_TASK PROMPT:_
Copy the following entries back word for word, omitting the pictures.

_SUPPLIED ENTRIES:_
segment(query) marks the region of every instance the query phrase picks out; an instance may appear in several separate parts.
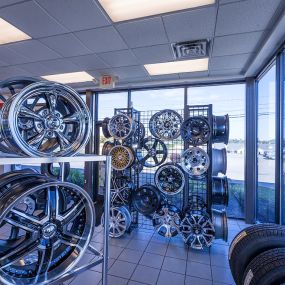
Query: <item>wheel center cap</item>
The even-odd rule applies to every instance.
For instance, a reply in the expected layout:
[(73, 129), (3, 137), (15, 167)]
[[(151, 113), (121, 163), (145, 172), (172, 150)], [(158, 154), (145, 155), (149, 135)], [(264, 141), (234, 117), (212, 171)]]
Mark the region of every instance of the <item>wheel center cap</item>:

_CORRECT OUTPUT:_
segment(query) marks the region of every instance the query phrase picks out; an instance may appear in several separate parts.
Query: <item>wheel center cap</item>
The even-odd rule applies to every instance.
For instance, a reply in the expected layout:
[(73, 129), (3, 137), (15, 167)]
[[(151, 113), (121, 163), (145, 172), (172, 150)], [(158, 154), (145, 155), (149, 135)], [(264, 141), (234, 117), (212, 171)]]
Mark the region of every instance of the <item>wheel center cap</item>:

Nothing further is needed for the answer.